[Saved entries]
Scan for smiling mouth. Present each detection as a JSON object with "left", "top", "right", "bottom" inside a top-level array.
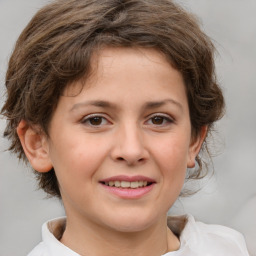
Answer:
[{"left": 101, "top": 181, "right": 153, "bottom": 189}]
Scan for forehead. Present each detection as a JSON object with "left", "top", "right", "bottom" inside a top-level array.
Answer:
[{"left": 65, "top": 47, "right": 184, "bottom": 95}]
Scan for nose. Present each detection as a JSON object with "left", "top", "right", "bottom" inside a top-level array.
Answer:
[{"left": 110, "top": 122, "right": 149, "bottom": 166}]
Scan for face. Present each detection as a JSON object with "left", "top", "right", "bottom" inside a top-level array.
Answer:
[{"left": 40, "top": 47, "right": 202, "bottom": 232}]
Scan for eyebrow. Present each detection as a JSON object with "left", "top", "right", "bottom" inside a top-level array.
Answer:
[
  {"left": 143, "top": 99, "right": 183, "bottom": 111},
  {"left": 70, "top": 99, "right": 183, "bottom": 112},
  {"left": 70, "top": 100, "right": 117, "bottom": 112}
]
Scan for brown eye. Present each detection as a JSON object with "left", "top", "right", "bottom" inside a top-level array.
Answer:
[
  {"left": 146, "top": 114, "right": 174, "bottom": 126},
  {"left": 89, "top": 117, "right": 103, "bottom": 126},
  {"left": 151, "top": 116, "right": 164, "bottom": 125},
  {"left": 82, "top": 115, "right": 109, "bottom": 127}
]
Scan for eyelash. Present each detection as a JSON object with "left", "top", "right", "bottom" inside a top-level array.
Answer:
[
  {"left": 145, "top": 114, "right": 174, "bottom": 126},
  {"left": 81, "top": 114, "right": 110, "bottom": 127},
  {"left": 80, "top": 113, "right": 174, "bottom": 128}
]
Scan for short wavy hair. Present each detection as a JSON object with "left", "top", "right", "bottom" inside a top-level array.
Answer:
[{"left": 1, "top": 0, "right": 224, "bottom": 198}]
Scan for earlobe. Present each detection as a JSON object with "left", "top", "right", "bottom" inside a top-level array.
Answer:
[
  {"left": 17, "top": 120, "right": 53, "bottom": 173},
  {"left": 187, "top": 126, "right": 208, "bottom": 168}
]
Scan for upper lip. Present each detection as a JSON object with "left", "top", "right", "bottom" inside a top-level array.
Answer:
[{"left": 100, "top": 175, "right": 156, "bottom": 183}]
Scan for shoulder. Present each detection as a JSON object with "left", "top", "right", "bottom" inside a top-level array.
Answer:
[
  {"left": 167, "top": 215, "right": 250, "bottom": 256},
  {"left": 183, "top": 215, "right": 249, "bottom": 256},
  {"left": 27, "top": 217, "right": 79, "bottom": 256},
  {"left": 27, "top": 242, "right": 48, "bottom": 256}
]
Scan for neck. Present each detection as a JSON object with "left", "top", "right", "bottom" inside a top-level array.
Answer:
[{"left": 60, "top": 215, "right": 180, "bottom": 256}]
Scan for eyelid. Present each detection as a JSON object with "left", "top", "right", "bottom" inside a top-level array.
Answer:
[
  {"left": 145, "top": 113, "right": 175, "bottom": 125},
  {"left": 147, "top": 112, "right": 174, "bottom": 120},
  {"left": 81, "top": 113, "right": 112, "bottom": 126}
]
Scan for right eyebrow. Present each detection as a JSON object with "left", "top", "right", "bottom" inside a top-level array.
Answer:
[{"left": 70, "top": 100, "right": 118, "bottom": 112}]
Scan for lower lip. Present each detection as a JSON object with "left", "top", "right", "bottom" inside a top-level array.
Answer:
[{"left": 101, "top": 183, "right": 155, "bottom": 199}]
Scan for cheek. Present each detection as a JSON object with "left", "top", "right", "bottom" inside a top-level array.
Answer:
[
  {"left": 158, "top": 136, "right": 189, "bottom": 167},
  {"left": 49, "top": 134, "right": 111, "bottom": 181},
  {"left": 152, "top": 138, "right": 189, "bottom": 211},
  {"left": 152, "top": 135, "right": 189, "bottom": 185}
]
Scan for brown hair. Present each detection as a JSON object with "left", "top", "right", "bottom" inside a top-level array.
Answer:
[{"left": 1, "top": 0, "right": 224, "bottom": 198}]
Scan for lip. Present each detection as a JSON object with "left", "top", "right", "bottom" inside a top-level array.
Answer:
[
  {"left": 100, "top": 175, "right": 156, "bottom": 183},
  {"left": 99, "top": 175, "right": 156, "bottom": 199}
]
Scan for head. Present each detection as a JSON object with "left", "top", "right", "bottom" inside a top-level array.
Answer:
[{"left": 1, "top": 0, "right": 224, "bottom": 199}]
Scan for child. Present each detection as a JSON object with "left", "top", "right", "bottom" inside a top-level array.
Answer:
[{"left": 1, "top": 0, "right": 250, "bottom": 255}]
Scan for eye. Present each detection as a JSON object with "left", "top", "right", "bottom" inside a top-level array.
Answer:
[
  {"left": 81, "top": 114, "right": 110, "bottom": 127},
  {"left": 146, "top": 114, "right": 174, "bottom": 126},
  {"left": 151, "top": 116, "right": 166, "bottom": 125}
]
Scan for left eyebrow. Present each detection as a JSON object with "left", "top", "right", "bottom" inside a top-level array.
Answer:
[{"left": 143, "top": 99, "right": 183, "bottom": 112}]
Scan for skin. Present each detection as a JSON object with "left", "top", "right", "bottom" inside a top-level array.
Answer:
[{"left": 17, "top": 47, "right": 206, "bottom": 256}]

--

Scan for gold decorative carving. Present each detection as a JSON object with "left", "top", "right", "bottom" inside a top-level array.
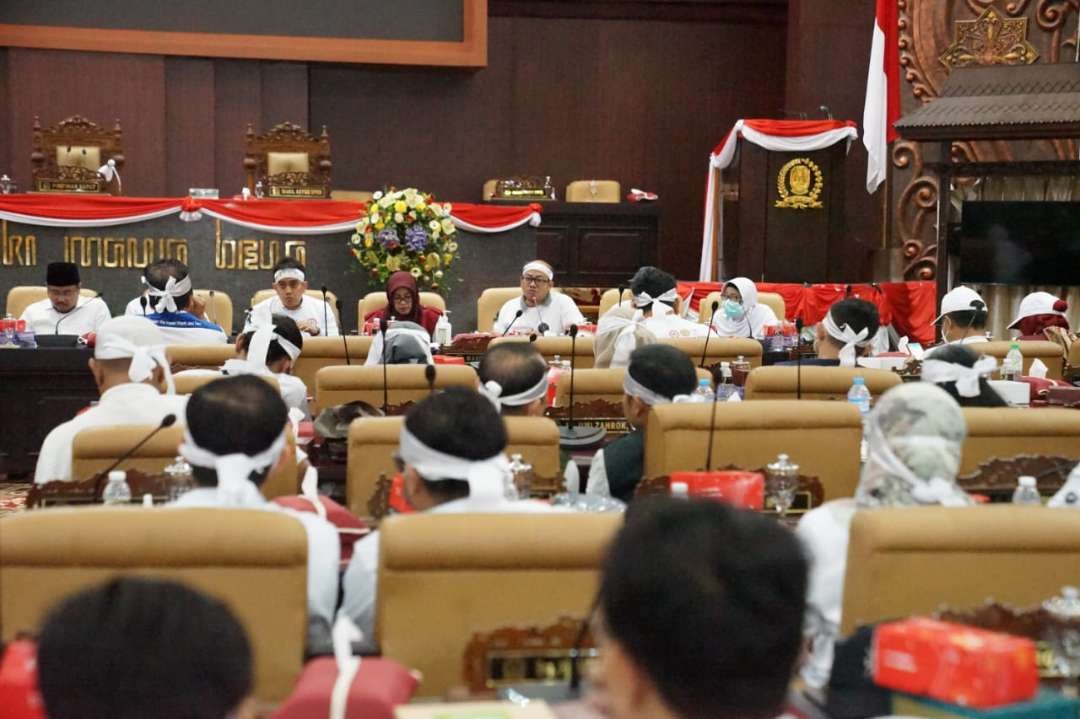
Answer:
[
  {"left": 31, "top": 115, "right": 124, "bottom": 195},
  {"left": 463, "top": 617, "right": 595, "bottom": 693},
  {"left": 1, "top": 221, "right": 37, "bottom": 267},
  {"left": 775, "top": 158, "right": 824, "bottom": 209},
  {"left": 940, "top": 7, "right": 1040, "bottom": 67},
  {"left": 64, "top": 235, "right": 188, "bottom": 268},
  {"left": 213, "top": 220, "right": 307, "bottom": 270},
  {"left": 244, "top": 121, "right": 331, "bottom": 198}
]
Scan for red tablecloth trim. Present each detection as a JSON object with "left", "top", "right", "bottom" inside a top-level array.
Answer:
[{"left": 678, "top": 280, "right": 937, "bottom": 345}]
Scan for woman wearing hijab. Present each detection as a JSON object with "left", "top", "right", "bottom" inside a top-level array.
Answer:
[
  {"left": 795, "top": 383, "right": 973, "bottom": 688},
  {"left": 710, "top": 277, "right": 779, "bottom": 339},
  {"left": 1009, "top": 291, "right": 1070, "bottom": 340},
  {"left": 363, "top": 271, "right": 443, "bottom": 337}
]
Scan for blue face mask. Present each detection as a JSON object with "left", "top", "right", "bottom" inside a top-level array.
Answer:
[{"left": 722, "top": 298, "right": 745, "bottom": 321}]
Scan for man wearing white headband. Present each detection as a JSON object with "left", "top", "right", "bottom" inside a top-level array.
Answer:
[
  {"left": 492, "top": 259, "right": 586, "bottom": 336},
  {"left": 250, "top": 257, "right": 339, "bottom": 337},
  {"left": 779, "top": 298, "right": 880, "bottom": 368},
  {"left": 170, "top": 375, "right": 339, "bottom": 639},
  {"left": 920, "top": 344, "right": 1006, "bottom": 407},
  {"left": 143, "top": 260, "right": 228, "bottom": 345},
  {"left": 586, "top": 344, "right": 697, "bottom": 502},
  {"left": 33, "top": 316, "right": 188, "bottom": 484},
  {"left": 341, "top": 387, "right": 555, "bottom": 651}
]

---

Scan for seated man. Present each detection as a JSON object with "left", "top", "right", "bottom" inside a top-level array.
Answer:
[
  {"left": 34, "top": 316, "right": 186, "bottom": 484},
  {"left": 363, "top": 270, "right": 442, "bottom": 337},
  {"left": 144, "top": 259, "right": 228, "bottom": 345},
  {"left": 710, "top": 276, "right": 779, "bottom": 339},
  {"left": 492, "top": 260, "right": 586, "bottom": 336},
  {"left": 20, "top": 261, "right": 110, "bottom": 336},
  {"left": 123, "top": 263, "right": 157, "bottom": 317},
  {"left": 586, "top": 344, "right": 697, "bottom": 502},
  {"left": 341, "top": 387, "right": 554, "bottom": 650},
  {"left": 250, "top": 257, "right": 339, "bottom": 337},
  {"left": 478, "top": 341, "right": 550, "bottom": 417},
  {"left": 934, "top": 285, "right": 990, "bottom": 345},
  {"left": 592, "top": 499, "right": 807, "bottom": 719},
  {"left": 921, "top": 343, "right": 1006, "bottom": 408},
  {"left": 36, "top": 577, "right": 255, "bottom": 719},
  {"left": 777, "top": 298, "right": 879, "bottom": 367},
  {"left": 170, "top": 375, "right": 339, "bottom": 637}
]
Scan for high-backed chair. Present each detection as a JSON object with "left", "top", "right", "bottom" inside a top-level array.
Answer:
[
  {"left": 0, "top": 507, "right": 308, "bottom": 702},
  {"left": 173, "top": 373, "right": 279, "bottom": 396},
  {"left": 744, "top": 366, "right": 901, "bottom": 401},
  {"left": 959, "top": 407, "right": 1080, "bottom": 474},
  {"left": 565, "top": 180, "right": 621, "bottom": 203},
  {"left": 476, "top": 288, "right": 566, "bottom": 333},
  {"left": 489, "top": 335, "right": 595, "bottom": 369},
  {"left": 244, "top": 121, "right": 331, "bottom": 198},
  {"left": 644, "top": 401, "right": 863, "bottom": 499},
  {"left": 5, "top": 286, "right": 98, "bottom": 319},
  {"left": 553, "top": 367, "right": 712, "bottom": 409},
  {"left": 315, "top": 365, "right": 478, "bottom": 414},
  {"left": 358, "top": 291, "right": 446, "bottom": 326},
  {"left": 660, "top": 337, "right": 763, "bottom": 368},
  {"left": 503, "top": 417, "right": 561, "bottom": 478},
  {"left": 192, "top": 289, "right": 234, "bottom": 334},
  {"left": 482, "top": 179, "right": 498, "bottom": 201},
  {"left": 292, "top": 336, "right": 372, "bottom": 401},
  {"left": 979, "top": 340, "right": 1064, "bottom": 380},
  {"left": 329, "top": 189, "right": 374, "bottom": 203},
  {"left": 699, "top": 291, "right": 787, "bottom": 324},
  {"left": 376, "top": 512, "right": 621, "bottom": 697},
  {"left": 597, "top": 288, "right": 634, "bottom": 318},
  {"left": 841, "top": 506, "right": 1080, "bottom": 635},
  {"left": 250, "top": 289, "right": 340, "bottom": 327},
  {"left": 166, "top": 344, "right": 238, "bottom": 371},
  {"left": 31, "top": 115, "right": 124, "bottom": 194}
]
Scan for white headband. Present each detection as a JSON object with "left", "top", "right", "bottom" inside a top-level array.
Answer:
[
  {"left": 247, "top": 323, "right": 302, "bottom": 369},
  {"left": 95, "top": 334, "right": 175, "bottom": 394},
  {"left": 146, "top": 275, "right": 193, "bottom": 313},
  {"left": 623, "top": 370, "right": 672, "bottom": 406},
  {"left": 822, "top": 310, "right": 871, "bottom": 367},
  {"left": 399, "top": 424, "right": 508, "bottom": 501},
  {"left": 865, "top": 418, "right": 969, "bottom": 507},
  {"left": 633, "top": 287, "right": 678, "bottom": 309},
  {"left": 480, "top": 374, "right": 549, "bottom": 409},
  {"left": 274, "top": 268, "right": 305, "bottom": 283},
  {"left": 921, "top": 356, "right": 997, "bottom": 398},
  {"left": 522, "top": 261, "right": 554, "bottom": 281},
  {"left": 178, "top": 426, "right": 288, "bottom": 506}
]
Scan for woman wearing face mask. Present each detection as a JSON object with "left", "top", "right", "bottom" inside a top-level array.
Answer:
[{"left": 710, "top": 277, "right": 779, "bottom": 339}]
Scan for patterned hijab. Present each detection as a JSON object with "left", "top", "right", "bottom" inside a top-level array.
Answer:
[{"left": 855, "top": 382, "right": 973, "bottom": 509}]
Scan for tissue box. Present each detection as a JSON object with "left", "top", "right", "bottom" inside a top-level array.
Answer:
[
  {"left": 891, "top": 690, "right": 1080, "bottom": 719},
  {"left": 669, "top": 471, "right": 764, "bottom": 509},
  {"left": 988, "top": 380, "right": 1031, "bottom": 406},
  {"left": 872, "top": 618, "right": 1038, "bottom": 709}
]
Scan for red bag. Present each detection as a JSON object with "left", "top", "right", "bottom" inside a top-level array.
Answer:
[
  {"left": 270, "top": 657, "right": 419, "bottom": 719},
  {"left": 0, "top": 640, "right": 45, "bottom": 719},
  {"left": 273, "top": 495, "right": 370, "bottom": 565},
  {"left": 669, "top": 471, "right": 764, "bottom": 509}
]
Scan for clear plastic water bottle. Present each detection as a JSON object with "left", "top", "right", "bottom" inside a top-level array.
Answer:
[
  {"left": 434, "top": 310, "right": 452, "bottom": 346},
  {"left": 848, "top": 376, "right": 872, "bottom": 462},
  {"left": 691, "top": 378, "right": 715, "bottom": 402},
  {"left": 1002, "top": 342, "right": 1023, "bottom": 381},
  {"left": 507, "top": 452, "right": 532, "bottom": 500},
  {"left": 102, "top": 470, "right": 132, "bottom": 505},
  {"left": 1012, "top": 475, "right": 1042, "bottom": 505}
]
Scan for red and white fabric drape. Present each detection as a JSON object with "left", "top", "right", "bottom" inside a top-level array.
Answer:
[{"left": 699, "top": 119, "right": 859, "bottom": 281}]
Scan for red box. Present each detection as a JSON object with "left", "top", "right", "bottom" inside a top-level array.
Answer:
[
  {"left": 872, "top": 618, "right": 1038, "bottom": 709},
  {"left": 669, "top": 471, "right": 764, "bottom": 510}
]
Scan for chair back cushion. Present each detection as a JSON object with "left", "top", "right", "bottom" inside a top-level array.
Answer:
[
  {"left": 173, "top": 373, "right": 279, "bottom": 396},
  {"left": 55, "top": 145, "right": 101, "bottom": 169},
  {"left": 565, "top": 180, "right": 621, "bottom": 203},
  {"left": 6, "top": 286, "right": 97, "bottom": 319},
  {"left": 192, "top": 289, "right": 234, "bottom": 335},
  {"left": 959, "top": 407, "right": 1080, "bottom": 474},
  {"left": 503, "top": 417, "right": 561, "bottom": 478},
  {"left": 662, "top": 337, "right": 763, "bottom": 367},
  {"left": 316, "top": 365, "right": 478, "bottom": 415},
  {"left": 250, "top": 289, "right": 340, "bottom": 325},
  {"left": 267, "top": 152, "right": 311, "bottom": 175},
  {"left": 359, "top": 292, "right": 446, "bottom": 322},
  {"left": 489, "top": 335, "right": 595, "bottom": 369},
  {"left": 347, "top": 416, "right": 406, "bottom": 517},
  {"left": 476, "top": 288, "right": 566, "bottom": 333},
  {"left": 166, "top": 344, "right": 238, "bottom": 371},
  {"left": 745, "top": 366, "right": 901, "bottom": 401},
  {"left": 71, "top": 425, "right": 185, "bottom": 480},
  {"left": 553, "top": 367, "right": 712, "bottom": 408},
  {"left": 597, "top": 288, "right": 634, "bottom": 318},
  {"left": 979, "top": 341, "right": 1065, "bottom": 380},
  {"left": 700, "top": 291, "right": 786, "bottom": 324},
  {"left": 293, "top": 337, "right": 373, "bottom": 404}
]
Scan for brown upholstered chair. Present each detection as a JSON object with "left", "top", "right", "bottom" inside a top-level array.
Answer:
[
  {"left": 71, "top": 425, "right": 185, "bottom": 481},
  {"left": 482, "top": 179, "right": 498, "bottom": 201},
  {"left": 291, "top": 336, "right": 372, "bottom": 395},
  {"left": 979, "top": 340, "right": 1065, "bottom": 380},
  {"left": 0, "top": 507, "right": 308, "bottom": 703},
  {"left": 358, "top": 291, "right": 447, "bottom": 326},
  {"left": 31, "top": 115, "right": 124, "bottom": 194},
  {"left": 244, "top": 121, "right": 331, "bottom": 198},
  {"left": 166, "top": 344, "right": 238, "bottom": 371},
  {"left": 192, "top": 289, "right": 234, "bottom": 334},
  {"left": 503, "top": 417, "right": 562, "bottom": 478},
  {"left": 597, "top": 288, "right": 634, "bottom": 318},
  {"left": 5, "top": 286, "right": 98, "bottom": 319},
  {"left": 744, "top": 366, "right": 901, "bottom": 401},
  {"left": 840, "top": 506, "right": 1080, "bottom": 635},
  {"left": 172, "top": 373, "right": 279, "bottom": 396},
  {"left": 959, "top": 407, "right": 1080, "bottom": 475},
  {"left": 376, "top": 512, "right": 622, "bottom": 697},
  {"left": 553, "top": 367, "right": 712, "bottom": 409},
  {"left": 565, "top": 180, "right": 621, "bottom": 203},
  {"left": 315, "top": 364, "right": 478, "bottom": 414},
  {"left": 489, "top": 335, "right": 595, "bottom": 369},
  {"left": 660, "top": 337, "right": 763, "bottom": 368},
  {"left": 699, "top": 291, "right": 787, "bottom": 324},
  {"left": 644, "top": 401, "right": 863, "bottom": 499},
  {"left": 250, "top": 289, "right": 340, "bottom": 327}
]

* WHAT NEEDS TO BE DONE
Find the lines in the data that include "woman", then copy each of them.

* RESULT OF THE TASK
Scan for woman wearing hijab. Present each detection as a JSON object with "left", "top", "right", "bottom" inside a top-level array.
Scan for woman wearing face mask. Present each detection as a JSON object with "left", "top", "right", "bottom" inside a top-level array.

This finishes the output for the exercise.